**GOAL OF THE EXERCISE:**
Write out the data again in full, keeping every character the same.

**RECORDS PROVIDED:**
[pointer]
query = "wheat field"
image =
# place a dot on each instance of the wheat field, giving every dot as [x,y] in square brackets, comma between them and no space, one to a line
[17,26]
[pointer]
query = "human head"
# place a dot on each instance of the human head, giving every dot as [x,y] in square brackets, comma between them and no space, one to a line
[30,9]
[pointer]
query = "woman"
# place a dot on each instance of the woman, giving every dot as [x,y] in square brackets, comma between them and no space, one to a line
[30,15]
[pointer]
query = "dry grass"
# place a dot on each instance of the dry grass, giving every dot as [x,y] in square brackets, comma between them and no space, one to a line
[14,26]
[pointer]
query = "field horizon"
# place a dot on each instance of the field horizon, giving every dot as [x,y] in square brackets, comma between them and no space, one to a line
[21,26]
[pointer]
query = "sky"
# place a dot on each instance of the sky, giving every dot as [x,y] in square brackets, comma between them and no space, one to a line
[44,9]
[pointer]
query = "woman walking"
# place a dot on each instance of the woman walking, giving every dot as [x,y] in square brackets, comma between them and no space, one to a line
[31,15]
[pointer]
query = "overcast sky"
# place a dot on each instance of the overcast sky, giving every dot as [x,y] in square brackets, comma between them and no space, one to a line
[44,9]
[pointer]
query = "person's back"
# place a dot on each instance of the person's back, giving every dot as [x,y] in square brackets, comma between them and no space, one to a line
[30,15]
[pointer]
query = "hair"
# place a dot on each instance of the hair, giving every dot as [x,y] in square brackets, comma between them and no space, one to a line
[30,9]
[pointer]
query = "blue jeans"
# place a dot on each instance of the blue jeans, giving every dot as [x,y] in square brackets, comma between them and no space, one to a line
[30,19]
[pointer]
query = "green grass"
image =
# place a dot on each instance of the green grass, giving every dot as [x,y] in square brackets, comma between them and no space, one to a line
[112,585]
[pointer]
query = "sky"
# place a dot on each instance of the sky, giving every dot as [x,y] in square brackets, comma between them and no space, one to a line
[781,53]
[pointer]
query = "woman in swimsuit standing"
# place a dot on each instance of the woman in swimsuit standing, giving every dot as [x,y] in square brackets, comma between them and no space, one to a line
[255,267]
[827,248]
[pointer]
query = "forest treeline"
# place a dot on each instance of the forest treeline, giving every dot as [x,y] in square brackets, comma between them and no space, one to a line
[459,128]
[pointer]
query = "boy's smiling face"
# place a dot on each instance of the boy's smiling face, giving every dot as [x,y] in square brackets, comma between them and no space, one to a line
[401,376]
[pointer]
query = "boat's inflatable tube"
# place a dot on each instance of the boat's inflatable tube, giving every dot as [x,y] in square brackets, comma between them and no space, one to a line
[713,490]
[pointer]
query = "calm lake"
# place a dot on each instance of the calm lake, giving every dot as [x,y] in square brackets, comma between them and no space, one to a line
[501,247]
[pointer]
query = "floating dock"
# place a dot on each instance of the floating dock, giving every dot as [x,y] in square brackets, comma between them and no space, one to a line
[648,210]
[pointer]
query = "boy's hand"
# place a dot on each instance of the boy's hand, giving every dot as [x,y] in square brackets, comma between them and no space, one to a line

**WRITTEN SOLUTION:**
[pointer]
query = "wheat field"
image =
# place a dot on each instance of the wheat field, giving every dot as [x,y] in square brackets, comma between them and no space, one to a line
[17,26]
[pointer]
query = "human head"
# place a dot on each instance of the human head, giving every dot as [x,y] in square brackets, comma between them and no space, one to a line
[30,9]
[pointer]
query = "woman"
# place a dot on each instance of the woman, giving every dot as [x,y] in square brackets, comma between them and no space, one to a line
[30,15]
[pointer]
query = "dry grass"
# place a dot on each instance of the dry grass, giving every dot as [x,y] in square brackets, comma between them and no space, one to a line
[14,26]
[pointer]
query = "field horizon"
# place a dot on each instance of the field horizon, giving every dot as [x,y] in square brackets, comma between them and no space, one to a line
[21,26]
[pointer]
query = "sky"
# place a dot on each instance of the sky, giving every dot as [x,y] in square brackets, comma between them and no space, one to a line
[44,9]
[pointer]
query = "woman walking"
# place a dot on each instance of the woman walking, giving every dot as [x,y] in square brackets, comma between them and no space, one to a line
[31,15]
[pointer]
query = "overcast sky"
# place a dot on each instance of the overcast sky, giving every dot as [x,y] in square brackets, comma between them and no space, one to a line
[44,9]
[pointer]
query = "person's back"
# place a dot on each instance of the person's back, giving every dot as [x,y] in square brackets, comma between them and no space, one to a line
[30,15]
[pointer]
query = "hair"
# place a dot on each instance of the hair, giving every dot as [x,y] in square brackets, comma between them and no space, one to a line
[30,9]
[pointer]
query = "blue jeans"
# place a dot on each instance of the blue jeans, giving every dot as [x,y] in square brackets, comma between them and no space, one to a line
[30,19]
[pointer]
query = "green grass"
image =
# place a dot on each instance of the green grass, giving every dot as [x,y] in square brackets, comma between them and no space, one to a line
[112,585]
[pointer]
query = "sky"
# place a dot on each instance of the sky, giving every dot as [x,y] in square brackets, comma between them and no space, one to a line
[781,53]
[pointer]
query = "woman in swimsuit standing"
# place a dot on each instance of the woman in swimsuit standing, giving every dot as [x,y] in square brackets, comma between them and no space, one to a line
[255,267]
[827,248]
[pointer]
query = "forest treeline"
# place a dot on each instance of the forest treeline, giving every dot as [x,y] in square brackets, comma between them and no space, one to a line
[459,128]
[pointer]
query = "boy's smiling face"
# place a dot on each instance of the boy's smiling face, giving every dot as [x,y] in square brackets, comma between them and no space, one to a line
[401,376]
[pointer]
query = "boat's inflatable tube"
# place a dot on each instance of the boat's inflatable tube, giving every dot as [x,y] in square brackets, comma between them and no space, one to a line
[713,490]
[pointer]
query = "calm lake"
# place a dot on each instance of the calm lake, giving every dot as [x,y] in square brackets, comma between them and no space, one to a line
[501,247]
[pointer]
query = "floating dock"
# place a dot on each instance of the floating dock, giving every dot as [x,y] in square brackets, comma between them and no space, one to a line
[648,210]
[pointer]
query = "boy's hand"
# place a dot on each instance of the boy's hand, giving every dot as [x,y] in square brackets, comma between them and no space, one to a line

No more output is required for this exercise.